* **TAREFA DO EXERCÍCIO 1**:
Responda com base na entrevista:
(a) Em que universidade a professora Vânia Cristina Da Silva leciona?
(b) Em que década o processo de construção da identidade brasileira ganhou muito impulso?
(c) A que função estava condicionada a participação de meninas e meninos nos desfiles?
==== TEXTO DA PÁGINA
A professora Vânia Cristina Da Silva analisa os significados e a historiografia por trás dos símbolos nacionais.

Atuante na linha de pesquisa “Fronteiras, Interculturalidades e Ensino de História” e autora do artigo “Meninas Patriotas: os desfiles cívicos na cidade de João Pessoa (1937-1945)”, a professora de Ensino Básico e da Universidade do Mato Grosso do Sul, Vânia Cristina Da Silva fala sobre a formação do imaginário brasileiro sobre os símbolos cívicos. Sobre a ascensão e a intenção por trás dos desfiles de 7 de setembro ao longo da história e a participação feminina na Independência do Brasil. 

Confira a seguir a entrevista ao Colab, que foi editada para fins de clareza e concisão:

No seu artigo “Meninas Patriotas: os desfiles cívicos na cidade de João Pessoa (1937-1945)” você fala sobre o papel que os desfiles de 7 de setembro tinham de “mostrar” à sociedade paraibana as estudantes que desfilavam. O que significa esse papel? Como ele se relaciona com os outros papéis desenvolvidos pelas mulheres em relação ao processo e à história da Independência do Brasil?

Bom, vou responder essa questão em dois momentos. No primeiro deles, devo dizer que os desfiles de 7 de setembro empreendidos nos governos de Getúlio Vargas, principalmente durante o Estado Novo, eram marcados por grandiosas festividades e por ambientes carregados de simbolismos, que visavam difundir valores e condutas que tencionavam reforçar ideários nacionalistas compreendidos como essenciais naquele momento. Isso porque a identidade brasileira foi decorrente de um processo de construção histórica que, apesar de ter se iniciado após a independência do Brasil, em 1822, ganhou muito impulso na década de 1930, com Vargas.

“A força da nossa força”. Autoria: Exército Brasileiro

No entendimento desse governo, a pátria precisava ser amada, era importante que o povo brasileiro despertasse do “berço esplêndido” no qual dormia e manifestasse sua alegria e entusiasmo pelo fato de pertencerem à nação brasileira. E um dos mecanismos adotados pelo poder instituído foi a adoção de grandes comemorações que elevavam a imagem dos heróis e dos seus grandes feitos.

Aqui, entramos no segundo momento da questão, que se trata da participação feminina nessas comemorações. Naquelas ocasiões, tanto as meninas quanto os meninos tinham suas participações condicionadas a uma mesma função: uma tarefa escolar cívica. Tratava-se de atividades regulares no decorrer do ano letivo, vinculadas às matérias escolares. As meninas eram instruídas desde cedo sobre suas funções como futuras mulheres da sociedade, aprendiam na escola o que deveriam ser, como e com quais finalidades deveriam educar seus filhos. Então, naqueles grandiosos desfiles, lá estavam elas, alinhadas a desfilarem seus corpos disciplinados e patrióticos para a sociedade e, claro, sendo educadas a exaltarem os heróis nacionais, dentre os quais não havia espaço para os feitos femininos, pois, não diferente de outros contextos, as mulheres repetidamente são apagadas da História.
========
==== MATERIAL FORNECIDO
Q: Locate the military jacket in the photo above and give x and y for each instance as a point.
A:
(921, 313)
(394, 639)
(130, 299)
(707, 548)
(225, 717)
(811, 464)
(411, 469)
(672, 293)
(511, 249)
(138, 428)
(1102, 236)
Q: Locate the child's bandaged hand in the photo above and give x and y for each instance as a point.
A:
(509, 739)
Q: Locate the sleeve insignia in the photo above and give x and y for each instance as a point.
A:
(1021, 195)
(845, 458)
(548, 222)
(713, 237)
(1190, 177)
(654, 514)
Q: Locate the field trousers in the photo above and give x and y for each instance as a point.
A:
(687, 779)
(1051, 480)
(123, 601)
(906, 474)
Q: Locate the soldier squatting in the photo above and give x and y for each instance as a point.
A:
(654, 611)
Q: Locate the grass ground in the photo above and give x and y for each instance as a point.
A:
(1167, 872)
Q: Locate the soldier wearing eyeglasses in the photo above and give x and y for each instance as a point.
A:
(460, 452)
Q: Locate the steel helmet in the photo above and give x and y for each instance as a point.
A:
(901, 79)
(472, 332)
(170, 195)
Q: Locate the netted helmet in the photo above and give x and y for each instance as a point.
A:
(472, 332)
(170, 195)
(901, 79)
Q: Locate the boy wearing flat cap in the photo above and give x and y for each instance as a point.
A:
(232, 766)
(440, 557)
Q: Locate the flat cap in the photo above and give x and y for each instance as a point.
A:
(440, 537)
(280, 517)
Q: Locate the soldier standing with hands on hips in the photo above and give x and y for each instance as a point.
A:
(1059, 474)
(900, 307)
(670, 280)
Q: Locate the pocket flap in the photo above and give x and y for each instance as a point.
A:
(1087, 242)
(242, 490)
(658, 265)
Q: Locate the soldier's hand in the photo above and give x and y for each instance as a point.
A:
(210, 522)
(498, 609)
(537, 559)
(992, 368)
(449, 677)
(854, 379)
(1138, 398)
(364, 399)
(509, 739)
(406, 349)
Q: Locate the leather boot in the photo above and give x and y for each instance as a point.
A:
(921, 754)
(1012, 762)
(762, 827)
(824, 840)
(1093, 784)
========
* **TAREFA DO EXERCÍCIO 2**: Repita, sem qualquer alteração, as linhas das entradas que começam na que contém "Q: Locate the soldier squatting" e terminam no fim das entradas, com as duas pontas incluídas.

* **RESULTADO DA TAREFA 1**:
(a) Na Universidade do Mato Grosso do Sul.
(b) Na década de 1930, com Vargas.
(c) A uma tarefa escolar cívica.

* **RESULTADO DA TAREFA 2**:
Q: Locate the soldier squatting in the photo above and give x and y for each instance as a point.
A:
(654, 611)
Q: Locate the grass ground in the photo above and give x and y for each instance as a point.
A:
(1167, 872)
Q: Locate the soldier wearing eyeglasses in the photo above and give x and y for each instance as a point.
A:
(460, 452)
Q: Locate the steel helmet in the photo above and give x and y for each instance as a point.
A:
(901, 79)
(472, 332)
(170, 195)
Q: Locate the netted helmet in the photo above and give x and y for each instance as a point.
A:
(472, 332)
(170, 195)
(901, 79)
Q: Locate the boy wearing flat cap in the photo above and give x and y for each instance as a point.
A:
(232, 766)
(440, 557)
Q: Locate the flat cap in the photo above and give x and y for each instance as a point.
A:
(440, 537)
(280, 517)
Q: Locate the soldier standing with hands on hips in the photo above and give x and y for each instance as a point.
A:
(1059, 474)
(900, 307)
(670, 280)
Q: Locate the pocket flap in the photo above and give x and y for each instance as a point.
A:
(1087, 242)
(242, 490)
(658, 265)
Q: Locate the soldier's hand in the photo above and give x and y for each instance as a point.
A:
(210, 522)
(498, 609)
(537, 559)
(992, 368)
(449, 677)
(854, 379)
(1138, 398)
(364, 399)
(509, 739)
(406, 349)
Q: Locate the leather boot in the photo above and give x and y for each instance as a point.
A:
(921, 754)
(1012, 762)
(762, 827)
(824, 840)
(1093, 784)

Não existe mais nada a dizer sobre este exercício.